- THE TASK: Can you repeat all of the rows below word for word, leaving the pictures out of your answer?

### ROWS ###

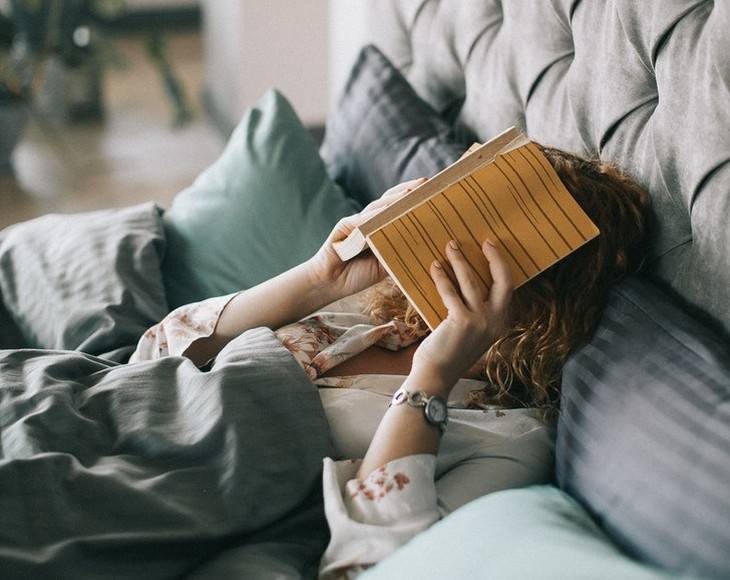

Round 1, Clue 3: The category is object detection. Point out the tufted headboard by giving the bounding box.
[371,0,730,332]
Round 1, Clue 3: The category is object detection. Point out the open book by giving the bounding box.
[334,128,599,329]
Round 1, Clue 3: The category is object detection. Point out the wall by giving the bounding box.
[202,0,329,125]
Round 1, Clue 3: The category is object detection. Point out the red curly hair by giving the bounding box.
[364,146,650,416]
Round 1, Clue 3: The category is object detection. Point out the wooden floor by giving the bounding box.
[0,31,223,228]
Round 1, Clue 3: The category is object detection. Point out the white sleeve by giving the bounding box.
[129,292,239,363]
[319,454,439,579]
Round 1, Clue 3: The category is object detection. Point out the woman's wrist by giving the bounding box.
[403,366,456,399]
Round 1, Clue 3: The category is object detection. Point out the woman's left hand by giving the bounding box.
[411,241,512,396]
[308,178,425,298]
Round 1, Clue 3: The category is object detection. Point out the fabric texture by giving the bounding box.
[557,279,730,579]
[163,90,360,308]
[320,46,474,205]
[320,454,441,580]
[360,486,688,580]
[368,0,730,333]
[0,204,167,361]
[0,328,332,580]
[132,295,553,578]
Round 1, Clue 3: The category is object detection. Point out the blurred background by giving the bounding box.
[0,0,372,228]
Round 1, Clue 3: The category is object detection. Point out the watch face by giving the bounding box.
[426,397,448,423]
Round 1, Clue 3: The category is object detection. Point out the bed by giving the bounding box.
[0,0,730,579]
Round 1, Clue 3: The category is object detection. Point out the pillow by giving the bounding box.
[0,203,167,361]
[362,485,671,580]
[320,45,475,205]
[163,90,360,308]
[556,279,730,578]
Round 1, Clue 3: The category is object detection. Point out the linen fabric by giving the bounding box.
[557,279,730,579]
[0,203,167,361]
[163,90,360,308]
[320,46,473,205]
[132,295,553,579]
[0,328,332,580]
[360,485,689,580]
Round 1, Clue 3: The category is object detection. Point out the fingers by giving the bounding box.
[431,261,464,312]
[446,240,489,310]
[482,240,512,310]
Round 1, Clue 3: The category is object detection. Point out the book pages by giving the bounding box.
[368,143,599,329]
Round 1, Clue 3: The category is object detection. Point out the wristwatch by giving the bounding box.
[388,387,449,433]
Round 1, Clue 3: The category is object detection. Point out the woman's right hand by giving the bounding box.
[411,241,512,397]
[308,178,426,298]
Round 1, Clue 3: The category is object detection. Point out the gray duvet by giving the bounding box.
[0,206,332,580]
[0,329,330,580]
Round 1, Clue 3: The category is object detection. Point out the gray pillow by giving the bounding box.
[0,203,167,361]
[556,279,730,578]
[320,45,475,205]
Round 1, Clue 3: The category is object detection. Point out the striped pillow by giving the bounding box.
[320,45,474,205]
[556,279,730,578]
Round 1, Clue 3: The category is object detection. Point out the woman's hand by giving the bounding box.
[308,178,426,298]
[411,241,512,396]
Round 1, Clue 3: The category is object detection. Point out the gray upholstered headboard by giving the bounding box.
[372,0,730,331]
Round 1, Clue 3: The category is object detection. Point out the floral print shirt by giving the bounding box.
[130,294,553,579]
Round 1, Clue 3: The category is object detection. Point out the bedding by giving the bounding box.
[162,90,360,308]
[361,485,691,580]
[0,329,332,580]
[0,203,167,362]
[131,295,554,579]
[320,45,475,205]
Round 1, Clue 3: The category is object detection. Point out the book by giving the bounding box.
[334,127,599,330]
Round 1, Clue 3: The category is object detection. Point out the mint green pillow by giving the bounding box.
[163,90,359,308]
[362,485,688,580]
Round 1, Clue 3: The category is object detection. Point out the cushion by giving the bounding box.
[320,46,474,205]
[0,203,167,361]
[163,90,360,307]
[362,486,671,580]
[366,0,730,332]
[556,279,730,578]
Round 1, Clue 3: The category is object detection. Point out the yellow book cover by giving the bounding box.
[336,128,599,329]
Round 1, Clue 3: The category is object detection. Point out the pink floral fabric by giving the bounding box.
[130,294,422,386]
[129,293,238,363]
[274,312,422,381]
[130,294,553,579]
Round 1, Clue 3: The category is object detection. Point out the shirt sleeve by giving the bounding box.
[129,292,239,363]
[320,454,439,579]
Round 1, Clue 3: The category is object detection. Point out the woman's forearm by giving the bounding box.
[357,372,453,479]
[185,263,342,365]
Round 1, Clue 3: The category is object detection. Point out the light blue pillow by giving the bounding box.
[362,485,678,580]
[163,90,360,308]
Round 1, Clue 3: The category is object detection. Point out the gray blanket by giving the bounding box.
[0,329,332,580]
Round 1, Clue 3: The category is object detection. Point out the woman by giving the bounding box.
[132,149,648,577]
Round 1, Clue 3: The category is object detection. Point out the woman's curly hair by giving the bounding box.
[363,146,650,416]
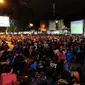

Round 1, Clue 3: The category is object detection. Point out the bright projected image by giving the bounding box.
[0,16,10,27]
[49,20,56,30]
[71,20,84,34]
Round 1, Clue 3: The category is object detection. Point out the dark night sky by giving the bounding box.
[1,0,85,25]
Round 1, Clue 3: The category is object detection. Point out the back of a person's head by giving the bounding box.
[3,65,12,73]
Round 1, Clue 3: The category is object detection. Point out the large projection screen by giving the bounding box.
[71,20,84,34]
[49,20,56,31]
[0,16,10,27]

###

- EXERCISE RESPONSE:
Round 1, Clue 3: The category is object detection. Point out the tufted headboard by giving the bounding box.
[371,0,730,332]
Round 1, Clue 3: The category is object detection. Point out the open book by giving the bounding box.
[334,128,599,329]
Round 1, Clue 3: The category is object detection. Point out the wall by giving the bounding box.
[202,0,329,125]
Round 1, Clue 3: The category is object detection. Point out the red curly hair by giving the bounding box.
[364,146,650,416]
Round 1, Clue 3: The category is object detection. Point out the wooden floor by giving the bounding box.
[0,31,223,228]
Round 1, Clue 3: The category is object detection. Point out the white sleeve by giving the bounding box.
[129,292,239,363]
[319,454,439,579]
Round 1, Clue 3: The category is object detection. Point out the woman's wrist by giving the bounding box.
[403,366,456,399]
Round 1, Clue 3: The category is object detection. Point out the woman's left hand by giving the bounding box.
[411,241,512,396]
[308,178,425,298]
Round 1, Clue 3: The category is object detection. Point out the fabric texture by giving the bounding box.
[557,279,730,579]
[163,90,360,308]
[320,46,474,205]
[320,454,441,580]
[360,486,688,580]
[368,0,730,333]
[0,204,167,361]
[0,328,332,580]
[132,295,553,578]
Round 1, Clue 3: The category is object detection. Point out the blurred background by giving the bounding box.
[0,0,372,228]
Round 1, Clue 3: The category is object detection. Point out the watch face by giving the bounding box.
[426,397,448,423]
Round 1, Clue 3: The category is object detection. Point out the bed by giving the bounding box.
[0,0,730,579]
Round 1, Clue 3: The category is object detection. Point out the pillow by giving the bounding box.
[0,203,167,361]
[362,485,671,580]
[320,45,475,205]
[163,90,360,308]
[556,279,730,578]
Round 1, Clue 3: The category is object detection. Point out the linen fabric by giving the bounding box.
[557,279,730,579]
[0,203,167,361]
[163,90,360,308]
[320,46,473,205]
[132,295,553,579]
[0,328,332,580]
[360,485,689,580]
Round 1, Clue 3: The category is object detection. Point out the fingers by giving the bounding box.
[431,261,464,312]
[446,240,489,310]
[482,240,512,310]
Round 1, Clue 3: The category is object detection. Point out the book pages by giving the bounding box.
[368,143,599,329]
Round 1, Clue 3: The category is object detection. Point out the wristwatch by giving the bounding box.
[388,387,449,433]
Round 1, Clue 3: The category is object detection. Point out the woman's right hand by giving the bounding box.
[411,241,512,397]
[308,178,426,298]
Round 1, Clue 3: The category is object detection. Point out the gray duvet by giving the bounding box.
[0,206,332,580]
[0,329,330,580]
Round 1, Clue 3: The category is object detection. Point out the gray pillow by giving the bounding box.
[0,203,167,361]
[556,279,730,578]
[320,45,475,205]
Round 1, Clue 3: The category is object detection. Point out the striped pillow by giving the bounding box.
[320,45,474,205]
[556,279,730,578]
Round 1, Clue 3: The category is object detection. Point out the woman's hand by giving the bounding box.
[308,178,426,298]
[411,241,512,396]
Round 1, Clue 3: The category is object detection. Point out the gray upholstered headboard by giving the bounding box.
[372,0,730,331]
Round 1, Clue 3: The category is object detection. Point out the floral print shirt by giving the bounding box.
[130,294,553,579]
Round 1, Clue 3: The category is object detection. Point out the bedding by giving the bounding box.
[162,90,360,308]
[361,485,691,580]
[0,329,332,580]
[0,203,167,362]
[131,295,554,579]
[320,45,475,205]
Round 1, Clue 3: The category is object detection. Point out the book by giving the bounding box.
[334,127,599,330]
Round 1, Clue 3: The category is object detection. Point out the mint green pillow by giving the bounding box.
[163,90,359,308]
[362,485,688,580]
Round 1, Clue 3: The category is object detection. Point out the cushion by giving the bounding box.
[320,46,474,205]
[0,203,167,361]
[163,90,360,307]
[362,486,671,580]
[366,0,730,332]
[556,279,730,578]
Round 1, Clue 3: The category is object detection. Point out the yellow book cover by giving the bounding box.
[336,128,599,329]
Round 1, Clue 3: The category is object detection. Point out the pink floral fabric by giving the bounding box.
[130,294,422,386]
[129,293,238,363]
[274,312,422,381]
[130,294,553,579]
Round 1, Clue 3: The category is object detection. Point out the shirt sleeve by giving the bounding box.
[129,292,239,363]
[320,454,439,579]
Round 1, Clue 3: The category is object detection. Point out the woman's forearm by giving the bounding box.
[357,372,453,479]
[185,263,342,365]
Round 1, Clue 3: The category is object detection. Point out the light blue pillow by giving the bounding box.
[362,485,678,580]
[163,90,360,308]
Round 1, Clue 3: The category is object detection. Point out the gray blanket by giving the bounding box.
[0,329,332,580]
Round 1, Clue 3: The category is object detection. Point out the woman by giving the bounding box.
[132,149,648,577]
Round 1, Clue 3: The category is object detection. Point out the woman's curly hair by giving the bounding box.
[363,146,650,416]

Round 1, Clue 3: The category is object detection. Point out the bright projected image by giving the bounding box.
[0,16,10,27]
[49,20,56,30]
[71,20,84,34]
Round 1, Clue 3: The category is object detection. Point out the dark night sky by giving the bounding box.
[1,0,85,25]
Round 1, Clue 3: The category is object detection. Point out the back of a person's head by giving the bounding box.
[3,65,12,73]
Round 1, Clue 3: The category is object detection. Point out the large projection screen by giving the bounding box.
[71,20,84,34]
[49,20,56,31]
[0,16,10,27]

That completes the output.